◆ **Records**
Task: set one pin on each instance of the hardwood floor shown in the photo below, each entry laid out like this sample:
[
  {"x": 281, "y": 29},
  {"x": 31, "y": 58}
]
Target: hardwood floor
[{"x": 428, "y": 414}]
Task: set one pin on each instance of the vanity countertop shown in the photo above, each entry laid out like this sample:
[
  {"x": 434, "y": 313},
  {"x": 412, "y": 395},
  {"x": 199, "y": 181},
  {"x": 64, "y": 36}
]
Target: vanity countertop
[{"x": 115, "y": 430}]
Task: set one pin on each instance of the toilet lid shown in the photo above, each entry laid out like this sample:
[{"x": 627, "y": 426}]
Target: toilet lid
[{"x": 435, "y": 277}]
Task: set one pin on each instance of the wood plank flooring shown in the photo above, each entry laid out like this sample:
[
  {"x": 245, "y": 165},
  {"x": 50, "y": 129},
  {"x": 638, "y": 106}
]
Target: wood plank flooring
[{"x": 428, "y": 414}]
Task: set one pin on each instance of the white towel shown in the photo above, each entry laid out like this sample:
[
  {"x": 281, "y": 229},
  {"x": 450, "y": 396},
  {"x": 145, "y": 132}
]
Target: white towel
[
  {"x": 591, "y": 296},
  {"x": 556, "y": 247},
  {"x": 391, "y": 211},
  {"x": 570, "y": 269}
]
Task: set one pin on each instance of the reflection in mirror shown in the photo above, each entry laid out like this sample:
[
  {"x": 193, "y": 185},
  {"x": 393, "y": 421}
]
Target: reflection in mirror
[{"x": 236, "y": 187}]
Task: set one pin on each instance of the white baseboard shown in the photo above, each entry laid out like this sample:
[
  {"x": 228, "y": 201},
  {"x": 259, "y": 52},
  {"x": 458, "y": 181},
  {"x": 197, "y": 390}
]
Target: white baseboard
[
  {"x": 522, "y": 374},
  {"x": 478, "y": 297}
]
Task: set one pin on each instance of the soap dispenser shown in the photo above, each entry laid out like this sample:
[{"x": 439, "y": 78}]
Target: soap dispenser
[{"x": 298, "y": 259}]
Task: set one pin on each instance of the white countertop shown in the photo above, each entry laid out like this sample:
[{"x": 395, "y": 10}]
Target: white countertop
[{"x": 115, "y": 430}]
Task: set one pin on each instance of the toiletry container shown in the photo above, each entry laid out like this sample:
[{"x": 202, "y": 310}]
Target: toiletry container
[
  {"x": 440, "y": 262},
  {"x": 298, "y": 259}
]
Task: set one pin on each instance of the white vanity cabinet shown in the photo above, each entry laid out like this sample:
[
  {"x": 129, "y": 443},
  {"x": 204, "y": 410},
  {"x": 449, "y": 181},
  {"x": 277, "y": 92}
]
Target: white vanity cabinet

◆ **Try it**
The answer should repeat every line of the listing exactly.

◆ **Response**
Task: set one pin on each instance of the hardwood floor shown in the photo below, each entry laid out like this sample:
[
  {"x": 281, "y": 29},
  {"x": 31, "y": 58}
]
Target: hardwood floor
[{"x": 428, "y": 414}]
Task: set one pin on each instance of the vanity countertop shown in the photo above, each entry laid out like this sample:
[
  {"x": 434, "y": 313},
  {"x": 412, "y": 395},
  {"x": 199, "y": 181},
  {"x": 64, "y": 36}
]
Target: vanity countertop
[{"x": 115, "y": 430}]
Task: set one pin on each instance of the toilet lid shown in the photo above, each entry laid out like this sample:
[{"x": 627, "y": 426}]
Target: toilet lid
[{"x": 435, "y": 277}]
Task: set one pin on each instance of the wood plank flooring shown in the photo above, each entry laid out like this sample:
[
  {"x": 245, "y": 165},
  {"x": 50, "y": 129},
  {"x": 638, "y": 106}
]
Target: wood plank flooring
[{"x": 428, "y": 414}]
Task: set one pin on each instance of the white towel shown in the photo above, each entry laid out like this sample:
[
  {"x": 281, "y": 229},
  {"x": 450, "y": 396},
  {"x": 145, "y": 132}
]
Target: white towel
[
  {"x": 591, "y": 296},
  {"x": 556, "y": 247},
  {"x": 391, "y": 211},
  {"x": 570, "y": 269}
]
Task: set one pin on each instance of the reflection in mirror shown in the photo above, each entry laid out like this sample:
[
  {"x": 193, "y": 185},
  {"x": 393, "y": 421}
]
Target: reflection in mirror
[{"x": 236, "y": 187}]
Task: set one pin on each instance of the white baseboard shown in the photo above, each entry laid out like this sample:
[
  {"x": 228, "y": 201},
  {"x": 259, "y": 52},
  {"x": 458, "y": 181},
  {"x": 197, "y": 390}
]
Target: white baseboard
[
  {"x": 522, "y": 374},
  {"x": 478, "y": 297}
]
Task: set one pin on each instance of the soap dispenser shown in the photo above, each entry laid out like this sample:
[{"x": 439, "y": 78}]
Target: soap dispenser
[{"x": 298, "y": 259}]
Task: set one pin on each instance of the white countertop shown in the photo above, each entry laid out like this sample:
[{"x": 395, "y": 10}]
Target: white countertop
[{"x": 115, "y": 430}]
Task: set one pin on each instance of the toiletry container shown in the photo above, each entry laid out like this sample:
[{"x": 202, "y": 310}]
Target: toiletry container
[
  {"x": 440, "y": 262},
  {"x": 298, "y": 259}
]
Task: set one pin on each instance of the white vanity cabinet shown in the photo above, each entry laid out like this sample:
[
  {"x": 129, "y": 443},
  {"x": 204, "y": 410},
  {"x": 449, "y": 181},
  {"x": 277, "y": 92}
]
Target: white vanity cabinet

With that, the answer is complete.